If you ask ten different therapists what it is they do, you’ll get twenty answers. A therapist talks. A therapist listens. Using the term “therapy” implies only one thing, so for those who don’t know what therapy is, it’s hard to get a grasp on it. It’s even harder to understand that there’s many types of therapy.
So let me begin with a comparison to religion. Religion is similar to therapy, in that they both have belief systems. Therapy is usually based more on research and evidence, though, rather than faith. Trying to pretend that there is one “religion” doesn’t help to define what religion is, or to understand the different religions. Nor does understanding Catholicism tell you much about Buddhism. Understanding Catholicism does of course give you a frame of reference to understand other religions, but its minutiae don’t tell you about the minutiae of other religions.
I’ve studied and trained in a number of different psychotherapies. Psychodynamic, Gestalt, CBT, DBT, hypnotherapies, brief strategic therapy. Within that there are others such as supportive and insight oriented therapy. Maybe some of these are better fits for you as a patient than others. That’s fodder for a longer post, discussing what to expect from each therapy style. I’ll get to it. In the meantime I hope the idea can be seeded that no one therapy is absolute, and that change can come about in many different ways.
Let’s get to some myths and misunderstandings about therapy. Therapy isn’t simple. And it isn’t just listening or support. Or at least it shouldn’t be. It’s idealized from those outside. As if a little support is all that’s needed. As if people go to therapy to vent or complain about others, and somehow they come out “fixed.” That’s never how it works. Real therapy is more than that, and should be more than that.
Therapy is about change. This can be changing how you feel or think or function in life. It usually comes about through working with a therapist. A relationship is formed. Usually trust develops. This alone can help some people change.

## Supplied records
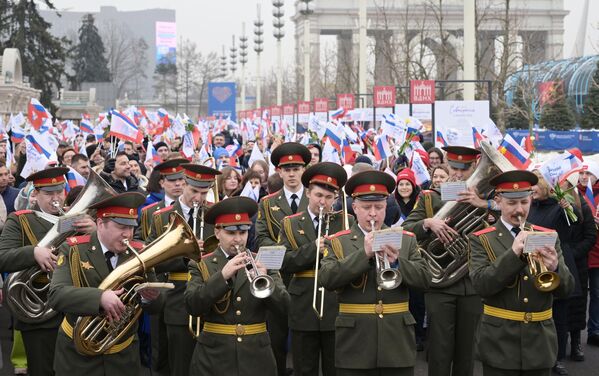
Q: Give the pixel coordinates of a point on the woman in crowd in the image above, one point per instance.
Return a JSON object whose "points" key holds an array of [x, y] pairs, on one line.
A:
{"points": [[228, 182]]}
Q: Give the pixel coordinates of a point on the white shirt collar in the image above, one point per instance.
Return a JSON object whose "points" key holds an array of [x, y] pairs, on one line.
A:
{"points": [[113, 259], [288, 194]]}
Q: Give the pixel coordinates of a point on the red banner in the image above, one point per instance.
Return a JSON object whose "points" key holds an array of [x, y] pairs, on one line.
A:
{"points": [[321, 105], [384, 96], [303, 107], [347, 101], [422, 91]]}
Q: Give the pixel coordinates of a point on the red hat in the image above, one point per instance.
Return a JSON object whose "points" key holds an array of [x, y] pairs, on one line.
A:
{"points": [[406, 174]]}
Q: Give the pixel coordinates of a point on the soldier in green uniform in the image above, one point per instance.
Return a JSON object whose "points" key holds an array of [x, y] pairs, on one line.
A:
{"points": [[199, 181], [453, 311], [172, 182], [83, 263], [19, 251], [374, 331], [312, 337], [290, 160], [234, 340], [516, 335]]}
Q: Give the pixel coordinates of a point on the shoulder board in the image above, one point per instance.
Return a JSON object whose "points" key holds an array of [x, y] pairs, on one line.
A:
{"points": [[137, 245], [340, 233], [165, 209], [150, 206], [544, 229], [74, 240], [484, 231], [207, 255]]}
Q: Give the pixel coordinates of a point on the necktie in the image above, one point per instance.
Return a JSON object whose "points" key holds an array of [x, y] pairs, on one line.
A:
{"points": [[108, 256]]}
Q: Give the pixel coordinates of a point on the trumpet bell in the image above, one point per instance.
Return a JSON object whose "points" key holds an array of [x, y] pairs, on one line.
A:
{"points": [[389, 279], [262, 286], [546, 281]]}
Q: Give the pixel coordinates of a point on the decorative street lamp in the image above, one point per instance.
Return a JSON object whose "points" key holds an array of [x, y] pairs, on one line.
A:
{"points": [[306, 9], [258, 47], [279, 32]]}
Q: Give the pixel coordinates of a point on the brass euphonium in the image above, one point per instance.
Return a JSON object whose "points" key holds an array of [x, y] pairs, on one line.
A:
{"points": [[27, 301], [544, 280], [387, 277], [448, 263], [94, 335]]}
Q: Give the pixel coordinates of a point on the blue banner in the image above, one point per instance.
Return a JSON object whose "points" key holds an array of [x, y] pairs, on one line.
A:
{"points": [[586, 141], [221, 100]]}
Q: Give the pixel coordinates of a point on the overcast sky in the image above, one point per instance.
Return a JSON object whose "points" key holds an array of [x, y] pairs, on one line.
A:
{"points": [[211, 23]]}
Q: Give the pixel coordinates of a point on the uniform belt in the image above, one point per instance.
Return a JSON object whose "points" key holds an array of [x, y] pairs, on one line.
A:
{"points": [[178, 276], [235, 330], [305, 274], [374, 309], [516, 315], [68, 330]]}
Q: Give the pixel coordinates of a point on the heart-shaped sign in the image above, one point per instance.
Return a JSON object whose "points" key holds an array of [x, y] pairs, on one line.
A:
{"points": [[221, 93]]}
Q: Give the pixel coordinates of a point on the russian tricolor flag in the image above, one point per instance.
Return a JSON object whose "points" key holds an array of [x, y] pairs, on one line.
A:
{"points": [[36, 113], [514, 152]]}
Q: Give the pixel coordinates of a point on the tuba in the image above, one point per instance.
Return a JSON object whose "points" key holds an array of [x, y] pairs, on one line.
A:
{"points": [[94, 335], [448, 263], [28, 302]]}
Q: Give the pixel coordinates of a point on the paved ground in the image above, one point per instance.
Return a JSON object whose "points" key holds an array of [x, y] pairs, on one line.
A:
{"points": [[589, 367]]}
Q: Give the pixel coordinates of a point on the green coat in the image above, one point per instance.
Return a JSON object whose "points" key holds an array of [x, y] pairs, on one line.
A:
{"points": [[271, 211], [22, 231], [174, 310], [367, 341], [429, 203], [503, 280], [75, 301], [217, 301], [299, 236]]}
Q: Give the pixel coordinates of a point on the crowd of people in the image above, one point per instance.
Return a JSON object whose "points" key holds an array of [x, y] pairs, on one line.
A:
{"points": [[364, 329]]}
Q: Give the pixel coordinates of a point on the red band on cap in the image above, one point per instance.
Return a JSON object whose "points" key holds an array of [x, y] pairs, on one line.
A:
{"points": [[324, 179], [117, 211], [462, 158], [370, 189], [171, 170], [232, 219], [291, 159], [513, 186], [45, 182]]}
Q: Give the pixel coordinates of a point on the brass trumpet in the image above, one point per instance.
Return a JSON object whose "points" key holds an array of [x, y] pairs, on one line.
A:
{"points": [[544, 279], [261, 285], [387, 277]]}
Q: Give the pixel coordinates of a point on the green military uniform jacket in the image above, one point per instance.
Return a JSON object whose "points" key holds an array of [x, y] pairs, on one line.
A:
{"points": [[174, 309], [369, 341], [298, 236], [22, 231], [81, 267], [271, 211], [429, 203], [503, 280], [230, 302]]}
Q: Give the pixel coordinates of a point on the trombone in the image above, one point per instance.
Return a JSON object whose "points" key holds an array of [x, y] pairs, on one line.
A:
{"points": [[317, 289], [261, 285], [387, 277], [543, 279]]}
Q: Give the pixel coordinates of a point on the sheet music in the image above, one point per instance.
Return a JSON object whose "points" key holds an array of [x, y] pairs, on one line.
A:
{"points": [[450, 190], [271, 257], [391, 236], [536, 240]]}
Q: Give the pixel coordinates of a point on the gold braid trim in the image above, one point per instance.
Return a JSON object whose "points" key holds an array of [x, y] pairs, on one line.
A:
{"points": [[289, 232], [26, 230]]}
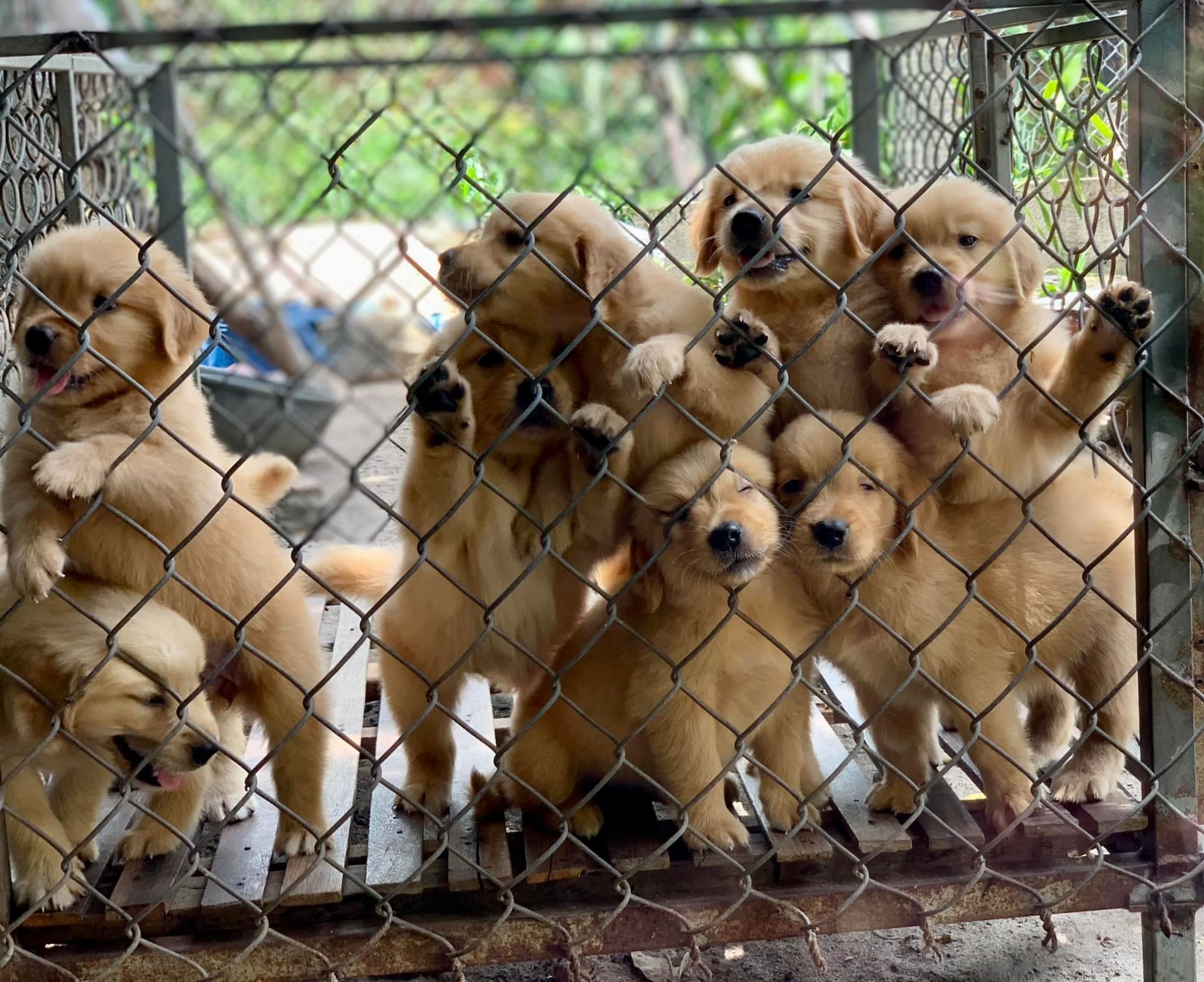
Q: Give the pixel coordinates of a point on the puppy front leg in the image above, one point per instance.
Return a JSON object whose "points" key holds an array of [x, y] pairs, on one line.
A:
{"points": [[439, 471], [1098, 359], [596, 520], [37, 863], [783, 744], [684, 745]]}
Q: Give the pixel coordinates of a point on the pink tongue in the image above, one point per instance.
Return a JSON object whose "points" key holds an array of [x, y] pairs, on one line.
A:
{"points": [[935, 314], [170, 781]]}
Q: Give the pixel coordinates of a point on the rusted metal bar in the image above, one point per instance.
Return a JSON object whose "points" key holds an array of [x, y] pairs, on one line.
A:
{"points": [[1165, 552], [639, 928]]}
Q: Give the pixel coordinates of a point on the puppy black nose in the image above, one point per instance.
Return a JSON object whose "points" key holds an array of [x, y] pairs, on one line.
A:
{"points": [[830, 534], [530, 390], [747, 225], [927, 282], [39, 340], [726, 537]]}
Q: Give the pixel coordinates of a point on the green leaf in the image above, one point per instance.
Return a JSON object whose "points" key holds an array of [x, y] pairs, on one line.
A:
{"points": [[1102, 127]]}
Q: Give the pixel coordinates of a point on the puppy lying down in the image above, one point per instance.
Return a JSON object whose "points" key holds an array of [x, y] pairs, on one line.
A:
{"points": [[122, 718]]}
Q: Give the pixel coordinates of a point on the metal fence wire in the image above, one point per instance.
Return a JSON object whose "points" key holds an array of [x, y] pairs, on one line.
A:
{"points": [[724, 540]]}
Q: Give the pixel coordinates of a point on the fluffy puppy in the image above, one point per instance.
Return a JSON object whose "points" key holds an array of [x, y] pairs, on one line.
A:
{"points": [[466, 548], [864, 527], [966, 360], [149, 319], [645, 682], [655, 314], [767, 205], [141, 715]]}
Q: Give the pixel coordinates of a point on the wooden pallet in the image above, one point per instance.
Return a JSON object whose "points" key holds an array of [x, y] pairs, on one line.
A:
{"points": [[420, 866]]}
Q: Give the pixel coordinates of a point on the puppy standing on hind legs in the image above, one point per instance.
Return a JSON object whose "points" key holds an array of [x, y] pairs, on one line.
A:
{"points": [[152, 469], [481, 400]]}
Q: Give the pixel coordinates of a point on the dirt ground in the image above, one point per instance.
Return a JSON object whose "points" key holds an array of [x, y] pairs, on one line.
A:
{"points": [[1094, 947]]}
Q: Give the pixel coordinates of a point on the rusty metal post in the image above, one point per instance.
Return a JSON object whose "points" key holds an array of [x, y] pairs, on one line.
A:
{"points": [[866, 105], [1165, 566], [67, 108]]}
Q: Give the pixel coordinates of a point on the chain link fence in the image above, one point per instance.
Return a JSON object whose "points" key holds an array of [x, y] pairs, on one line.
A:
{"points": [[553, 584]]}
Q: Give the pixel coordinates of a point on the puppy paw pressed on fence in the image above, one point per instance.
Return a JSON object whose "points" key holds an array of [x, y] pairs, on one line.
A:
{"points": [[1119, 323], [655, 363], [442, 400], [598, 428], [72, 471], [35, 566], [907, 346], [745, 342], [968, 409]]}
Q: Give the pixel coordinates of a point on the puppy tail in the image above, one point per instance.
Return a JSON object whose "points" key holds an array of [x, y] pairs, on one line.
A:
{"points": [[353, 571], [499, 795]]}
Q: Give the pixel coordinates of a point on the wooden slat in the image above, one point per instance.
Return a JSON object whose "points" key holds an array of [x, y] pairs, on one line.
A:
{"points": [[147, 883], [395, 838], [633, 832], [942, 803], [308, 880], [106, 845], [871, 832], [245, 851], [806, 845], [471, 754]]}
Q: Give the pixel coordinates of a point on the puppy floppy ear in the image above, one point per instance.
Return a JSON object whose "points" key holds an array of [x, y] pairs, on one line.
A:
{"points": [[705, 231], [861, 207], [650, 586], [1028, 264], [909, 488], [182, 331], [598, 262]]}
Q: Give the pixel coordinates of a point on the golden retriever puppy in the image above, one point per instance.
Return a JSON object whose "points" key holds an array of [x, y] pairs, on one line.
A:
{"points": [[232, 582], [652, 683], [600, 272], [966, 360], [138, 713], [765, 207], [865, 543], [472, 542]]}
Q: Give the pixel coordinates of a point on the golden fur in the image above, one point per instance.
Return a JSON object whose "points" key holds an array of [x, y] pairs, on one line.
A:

## What to do
1. Retype the passage about therapy word for word, starting at "So let me begin" and ending at "of other religions.".
2. Write the next few sentences of the passage about therapy, picking up after its final sentence rather than after the listing.

## Answers by item
1.
So let me begin with a comparison to religion. Religion is similar to therapy, in that they both have belief systems. Therapy is usually based more on research and evidence, though, rather than faith. Trying to pretend that there is one “religion” doesn’t help to define what religion is, or to understand the different religions. Nor does understanding Catholicism tell you much about Buddhism. Understanding Catholicism does of course give you a frame of reference to understand other religions, but its minutiae don’t tell you about the minutiae of other religions.

2.
Beyond this there are a number of strategies and theoretical systems. There’s simply talking about whatever comes to mind, developing a relationship with the therapist that can reflect other relationships, recognizing and changing thoughts to change feelings, changing behaviors or exercises that alter the way you feel. It can be about changing patterns in life.
Sometimes therapy feels good. Sometimes it involves a lot of effort. Both can be important.
There is not only one way to do therapy. Many therapists will become dogmatic about their approach, as if their way is the only way. I would again draw the comparison to religion. Many therapists become invested in the approach they learned first, just as many people stick with the religion in which they were raised. They may even push the belief that their approach is better proven than others. Other people wander and explore various approaches, for better or worse. The skinny on this is that different therapy styles may be a better fit for you as the patient (aka client or receiver of therapy). If you don’t feel like you’re making progress through therapy, perhaps it is a bad fit with the therapist or the style being used. Also it is possible that you’re not feeling a good fit because that which is being stirred up in therapy (bad feelings, annoyances, etc.), may be exactly what needs to be worked on in therapy.
Being told exactly what you want to hear is usually not that helpful in therapy. If that is all you want (to vent and be agreed with), then I’d suggest that therapy may not give you what you’re looking for.
Oh, don’t get me wrong. You may find someone to agree with you and allow you to vent the whole time. That alone may not lead to the change you want in your life, though.